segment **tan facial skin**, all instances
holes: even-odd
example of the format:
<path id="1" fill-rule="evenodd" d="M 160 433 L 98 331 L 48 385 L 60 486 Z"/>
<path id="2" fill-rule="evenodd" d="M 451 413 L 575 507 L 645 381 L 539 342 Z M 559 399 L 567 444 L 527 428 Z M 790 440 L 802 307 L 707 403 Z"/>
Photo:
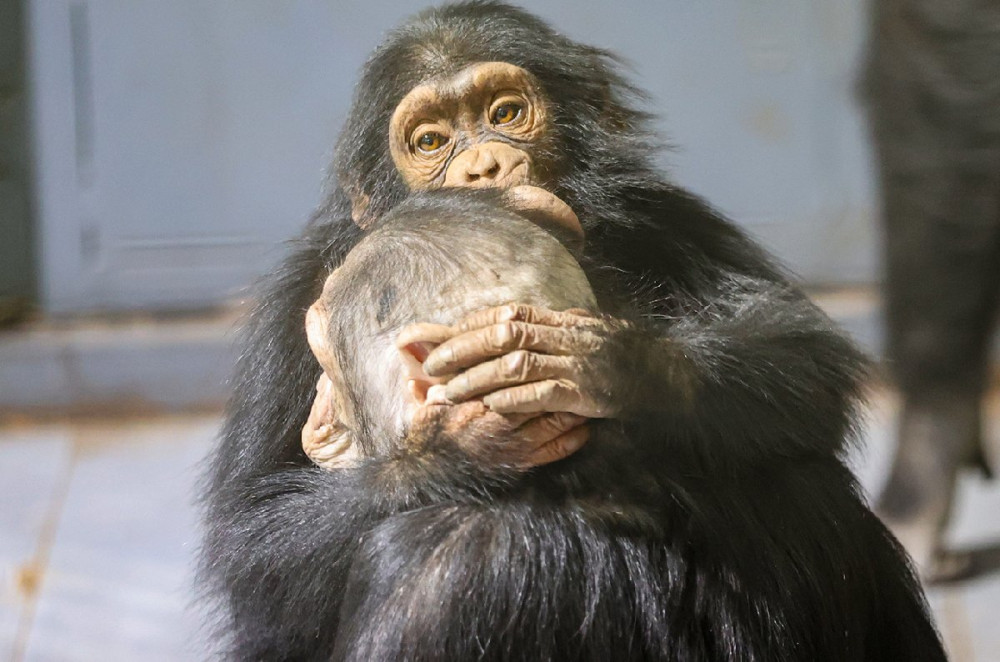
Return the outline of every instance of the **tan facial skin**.
<path id="1" fill-rule="evenodd" d="M 545 190 L 553 132 L 538 81 L 506 62 L 471 65 L 410 91 L 389 124 L 389 149 L 413 191 L 503 188 L 521 209 L 541 208 L 565 229 L 583 230 L 565 202 Z"/>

* OBJECTIVE
Scale these rows by repeating every line, requests included, but multiply each coordinate in the answer paths by 1.15 and round to the nearest whole number, with halves going up; the coordinates in the requests and the format sample stay unchanged. Leave the pictures out of your output.

* EXPECTED ANSWER
segment **tan facial skin**, all instances
holes: even-odd
example of the format:
<path id="1" fill-rule="evenodd" d="M 160 433 L 98 331 L 48 385 L 60 486 Z"/>
<path id="2" fill-rule="evenodd" d="M 451 413 L 575 507 L 645 381 L 539 342 Z M 559 399 L 567 444 L 527 428 Z M 790 440 L 802 307 L 707 403 Z"/>
Photo:
Return the outline of every instance of the **tan facial skin**.
<path id="1" fill-rule="evenodd" d="M 627 219 L 636 152 L 619 93 L 582 71 L 542 75 L 472 105 L 447 143 L 447 171 L 475 220 L 578 216 L 599 240 L 622 239 L 650 263 L 670 265 L 650 232 Z"/>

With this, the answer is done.